WHAT THE TASK REQUIRES » Swap "SHOULD" for "MUST" in every row below. Reproduce each row with no other changes.

[Stored dataset items]

## BEGIN

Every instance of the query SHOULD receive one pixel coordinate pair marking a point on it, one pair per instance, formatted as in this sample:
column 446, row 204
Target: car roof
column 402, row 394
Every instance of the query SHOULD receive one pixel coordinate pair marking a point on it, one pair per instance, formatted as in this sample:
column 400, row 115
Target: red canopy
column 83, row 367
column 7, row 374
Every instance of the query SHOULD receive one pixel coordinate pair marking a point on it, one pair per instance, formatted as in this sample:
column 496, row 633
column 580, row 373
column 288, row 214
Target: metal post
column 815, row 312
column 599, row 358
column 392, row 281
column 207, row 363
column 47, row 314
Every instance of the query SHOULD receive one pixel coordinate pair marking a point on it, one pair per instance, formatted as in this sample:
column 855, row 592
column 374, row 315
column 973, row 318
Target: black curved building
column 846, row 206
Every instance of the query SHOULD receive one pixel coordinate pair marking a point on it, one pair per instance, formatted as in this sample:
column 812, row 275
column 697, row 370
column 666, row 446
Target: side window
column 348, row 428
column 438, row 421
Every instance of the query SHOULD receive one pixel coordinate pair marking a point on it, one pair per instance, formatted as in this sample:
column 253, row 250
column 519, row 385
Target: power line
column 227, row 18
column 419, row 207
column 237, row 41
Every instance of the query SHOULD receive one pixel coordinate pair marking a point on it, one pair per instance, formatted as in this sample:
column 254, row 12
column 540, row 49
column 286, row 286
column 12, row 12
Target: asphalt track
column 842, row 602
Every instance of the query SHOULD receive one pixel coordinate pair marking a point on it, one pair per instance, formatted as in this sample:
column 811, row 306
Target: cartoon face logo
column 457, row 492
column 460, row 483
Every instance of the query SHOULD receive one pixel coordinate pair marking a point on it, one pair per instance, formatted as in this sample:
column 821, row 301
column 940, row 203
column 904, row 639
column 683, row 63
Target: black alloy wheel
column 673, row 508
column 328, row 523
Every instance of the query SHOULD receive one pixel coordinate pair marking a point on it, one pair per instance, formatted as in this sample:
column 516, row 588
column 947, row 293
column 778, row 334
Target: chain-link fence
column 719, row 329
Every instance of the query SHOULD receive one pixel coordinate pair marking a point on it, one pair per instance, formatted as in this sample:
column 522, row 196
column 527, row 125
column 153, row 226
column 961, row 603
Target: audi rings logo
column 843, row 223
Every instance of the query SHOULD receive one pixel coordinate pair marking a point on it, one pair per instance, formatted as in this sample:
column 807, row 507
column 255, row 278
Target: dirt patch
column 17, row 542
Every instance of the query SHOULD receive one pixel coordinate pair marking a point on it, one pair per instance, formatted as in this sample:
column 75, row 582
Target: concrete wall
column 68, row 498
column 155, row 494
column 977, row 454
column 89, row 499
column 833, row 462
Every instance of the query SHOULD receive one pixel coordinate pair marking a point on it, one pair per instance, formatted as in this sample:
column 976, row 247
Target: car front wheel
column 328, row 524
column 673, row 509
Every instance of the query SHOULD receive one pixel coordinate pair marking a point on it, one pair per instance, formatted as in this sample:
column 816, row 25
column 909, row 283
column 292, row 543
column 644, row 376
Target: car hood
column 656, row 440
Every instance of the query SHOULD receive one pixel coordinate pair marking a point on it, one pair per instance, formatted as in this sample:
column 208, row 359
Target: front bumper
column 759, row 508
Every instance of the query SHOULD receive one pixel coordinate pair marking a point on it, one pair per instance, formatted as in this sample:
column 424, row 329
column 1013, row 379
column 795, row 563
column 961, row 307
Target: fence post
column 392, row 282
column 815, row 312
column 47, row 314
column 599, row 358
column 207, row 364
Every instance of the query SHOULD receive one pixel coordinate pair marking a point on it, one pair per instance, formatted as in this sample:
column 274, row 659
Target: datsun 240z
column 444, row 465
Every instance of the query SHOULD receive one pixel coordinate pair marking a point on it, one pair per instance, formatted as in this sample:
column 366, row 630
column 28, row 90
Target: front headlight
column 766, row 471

## END

EXPECTED ANSWER »
Every instance of the query MUST receive one pixel coordinate pair marking a point on it, one pair per instance, formatted as in this sample:
column 446, row 204
Target: car roof
column 402, row 394
Every instance of the query MUST receive one pixel coordinate pair marking a point on it, one pair per instance, formatted as in this sample:
column 400, row 115
Target: red canopy
column 83, row 367
column 7, row 374
Every instance of the query MUST receive one pixel coordinate pair marking a point on it, one pair per instance, formatted as in this sample:
column 496, row 633
column 580, row 373
column 288, row 214
Target: metal post
column 815, row 312
column 599, row 358
column 392, row 281
column 207, row 363
column 47, row 314
Every instance of the query MUST receive one pixel coordinate pair marking a point on it, one pair per instance, formatted as in this sample:
column 855, row 592
column 374, row 315
column 973, row 318
Target: black curved building
column 846, row 206
Every instance of the query MUST receive one pixel coordinate pair marking a point on it, one pair per instance, formatted as in this sample:
column 812, row 275
column 697, row 370
column 666, row 446
Target: side window
column 348, row 428
column 438, row 421
Every instance of the query MUST receive one pixel coordinate pair marking a point on it, one pair per instance, formatted as in this sample:
column 253, row 250
column 519, row 385
Target: power line
column 227, row 18
column 419, row 207
column 237, row 41
Every instance of the query MUST receive one pixel coordinate pair marking a point on it, one pair per instance, formatted as in this sample:
column 254, row 12
column 540, row 49
column 286, row 286
column 12, row 12
Target: asphalt track
column 842, row 602
Every instance of the query MUST receive one pixel coordinate pair marking a point on it, one pair per instance, formatted as in this sample:
column 811, row 306
Target: cartoon face logo
column 457, row 492
column 460, row 483
Every instance of the query MUST receive one pixel coordinate pair marking a point on it, one pair per instance, formatted as in this sample:
column 821, row 301
column 940, row 203
column 904, row 639
column 683, row 63
Target: black alloy wheel
column 673, row 508
column 328, row 523
Every instance of the query MUST receive one pixel coordinate pair marking a point on it, one pair per instance, formatted as in this sample:
column 516, row 588
column 947, row 293
column 778, row 334
Target: chain-link fence
column 719, row 329
Every instance of the query MUST receive one pixel coordinate pair marking a point on it, one pair per instance, formatted as in this sample:
column 522, row 196
column 527, row 125
column 153, row 226
column 961, row 603
Target: audi rings logo
column 843, row 223
Every instance of the query MUST receive one pixel coordinate pair marking a point on it, one pair per instance, formatted as in this sample:
column 807, row 507
column 255, row 278
Target: dirt patch
column 17, row 542
Every instance of the query MUST receive one pixel coordinate pair marking a point on it, one pair per instance, formatted as in this sample:
column 75, row 582
Target: concrete wall
column 68, row 498
column 155, row 494
column 977, row 454
column 89, row 499
column 833, row 462
Every instance of the query MUST receive one pixel coordinate pair marking a point on it, one pair per instance, formatted as in this sample:
column 976, row 247
Target: car front wheel
column 328, row 524
column 673, row 509
Every instance of the query MUST receive one pixel coordinate pair marking a point on it, one pair per instance, formatted as in this sample:
column 816, row 25
column 909, row 283
column 292, row 543
column 644, row 376
Target: car hood
column 656, row 440
Every instance of the query MUST receive one pixel coordinate pair marking a point on it, one pair per instance, formatted as in this sample:
column 208, row 359
Target: front bumper
column 759, row 508
Every instance of the query MUST receive one pixel coordinate pair marking a point on it, one pair per instance, formatted as in this sample:
column 424, row 329
column 1013, row 379
column 795, row 563
column 961, row 307
Target: fence post
column 392, row 282
column 815, row 312
column 47, row 314
column 599, row 358
column 207, row 364
Every instance of the query MUST receive one pixel coordinate pair marking a point on it, one pair per instance, formatted as in this sample:
column 274, row 659
Target: datsun 240z
column 444, row 465
Every instance of the query MUST receive one pixel coordinate pair marking a point on it, one pair per instance, formatted as in this sample:
column 366, row 630
column 28, row 90
Target: front headlight
column 766, row 471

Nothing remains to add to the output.